GIVEN EXERCISE:
Copy out every line from the one containing "Where can you find the yellow" down to and including the one containing "point(735, 511)", leaving out nothing from any item. Add -23 to both coordinates of each marked answer point, and keep the sample points that show the format unchanged.

### INPUT ###

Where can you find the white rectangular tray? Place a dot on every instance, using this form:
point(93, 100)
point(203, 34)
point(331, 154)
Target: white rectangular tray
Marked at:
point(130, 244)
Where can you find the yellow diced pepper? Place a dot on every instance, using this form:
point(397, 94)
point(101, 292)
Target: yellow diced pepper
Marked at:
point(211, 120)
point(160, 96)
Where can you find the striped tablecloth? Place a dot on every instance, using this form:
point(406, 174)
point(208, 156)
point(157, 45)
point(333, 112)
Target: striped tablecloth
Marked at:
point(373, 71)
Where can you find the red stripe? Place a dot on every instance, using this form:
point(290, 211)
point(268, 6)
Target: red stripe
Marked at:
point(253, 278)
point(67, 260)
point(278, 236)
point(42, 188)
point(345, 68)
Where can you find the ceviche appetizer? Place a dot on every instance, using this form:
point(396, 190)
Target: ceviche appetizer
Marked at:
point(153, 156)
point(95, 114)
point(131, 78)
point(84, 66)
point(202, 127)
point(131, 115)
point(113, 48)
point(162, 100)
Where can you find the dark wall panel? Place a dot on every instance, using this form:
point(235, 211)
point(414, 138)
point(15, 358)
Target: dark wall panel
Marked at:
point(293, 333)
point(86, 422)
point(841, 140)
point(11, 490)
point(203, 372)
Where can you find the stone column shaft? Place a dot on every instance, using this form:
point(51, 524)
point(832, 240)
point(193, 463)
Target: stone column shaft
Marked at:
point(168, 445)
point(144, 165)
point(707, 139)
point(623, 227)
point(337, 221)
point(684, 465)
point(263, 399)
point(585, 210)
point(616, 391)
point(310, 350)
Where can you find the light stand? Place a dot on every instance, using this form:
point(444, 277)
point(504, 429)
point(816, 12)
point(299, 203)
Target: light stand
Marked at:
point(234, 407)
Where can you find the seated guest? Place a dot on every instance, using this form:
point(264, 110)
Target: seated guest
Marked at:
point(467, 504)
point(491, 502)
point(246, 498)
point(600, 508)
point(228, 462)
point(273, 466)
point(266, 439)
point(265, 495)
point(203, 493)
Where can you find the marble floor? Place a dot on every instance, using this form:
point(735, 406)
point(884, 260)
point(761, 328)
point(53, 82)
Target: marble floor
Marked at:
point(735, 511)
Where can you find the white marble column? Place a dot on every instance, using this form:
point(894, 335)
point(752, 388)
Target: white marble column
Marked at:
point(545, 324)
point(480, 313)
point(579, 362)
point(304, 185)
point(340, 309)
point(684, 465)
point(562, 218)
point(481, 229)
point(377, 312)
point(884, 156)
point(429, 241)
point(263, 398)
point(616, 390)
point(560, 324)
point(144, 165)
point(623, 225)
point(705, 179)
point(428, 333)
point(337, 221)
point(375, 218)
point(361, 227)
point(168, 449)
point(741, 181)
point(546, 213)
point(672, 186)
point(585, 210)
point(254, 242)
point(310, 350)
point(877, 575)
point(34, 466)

###

THE SOLUTION:
Where can you find the yellow diced pepper? Place a dot on every instance, using this form:
point(397, 94)
point(101, 292)
Target: yellow diced pepper
Marked at:
point(188, 97)
point(137, 73)
Where can you find the striped tablecloth? Place a dot on every instance, using this form:
point(406, 174)
point(208, 156)
point(157, 45)
point(333, 112)
Target: striped tablecloth
Marked at:
point(350, 48)
Where can you find the red stripe? Place a dot on every instance, using this form:
point(290, 211)
point(268, 6)
Target: red stripe
Marked at:
point(230, 255)
point(44, 237)
point(255, 213)
point(19, 165)
point(322, 45)
Where can you find the ceviche appetizer? Place a dot on every instance, using this form:
point(396, 190)
Target: ceviche appetizer
Marked at:
point(130, 133)
point(72, 91)
point(108, 55)
point(61, 43)
point(179, 104)
point(108, 92)
point(90, 25)
point(139, 77)
Where can you find the dark wall panel? Place a dot on every instance, using this form:
point(235, 211)
point(414, 138)
point(15, 358)
Target: dark wall panel
Marked at:
point(270, 310)
point(63, 399)
point(818, 117)
point(-12, 467)
point(180, 349)
Where can you find the stone column shaft? Place a dot on every instance, using this form:
point(51, 524)
point(832, 240)
point(193, 463)
Target: stone column shaft
Marked at:
point(145, 422)
point(121, 142)
point(684, 116)
point(600, 204)
point(314, 198)
point(661, 442)
point(240, 376)
point(562, 187)
point(593, 368)
point(287, 327)
Where can you find the light stand? Place a dot on every instance, using this form:
point(444, 277)
point(504, 429)
point(816, 12)
point(299, 203)
Target: light stand
Marked at:
point(211, 384)
Where can you find the seated guest? Place a dot on every instance, using this form:
point(264, 110)
Target: seated guest
Marked at:
point(444, 481)
point(468, 479)
point(223, 475)
point(577, 485)
point(205, 439)
point(250, 443)
point(243, 416)
point(242, 472)
point(180, 470)
Where can you find the marble floor? Place a dot on every instance, using this form:
point(735, 406)
point(884, 260)
point(761, 328)
point(53, 82)
Target: marble floor
Marked at:
point(712, 488)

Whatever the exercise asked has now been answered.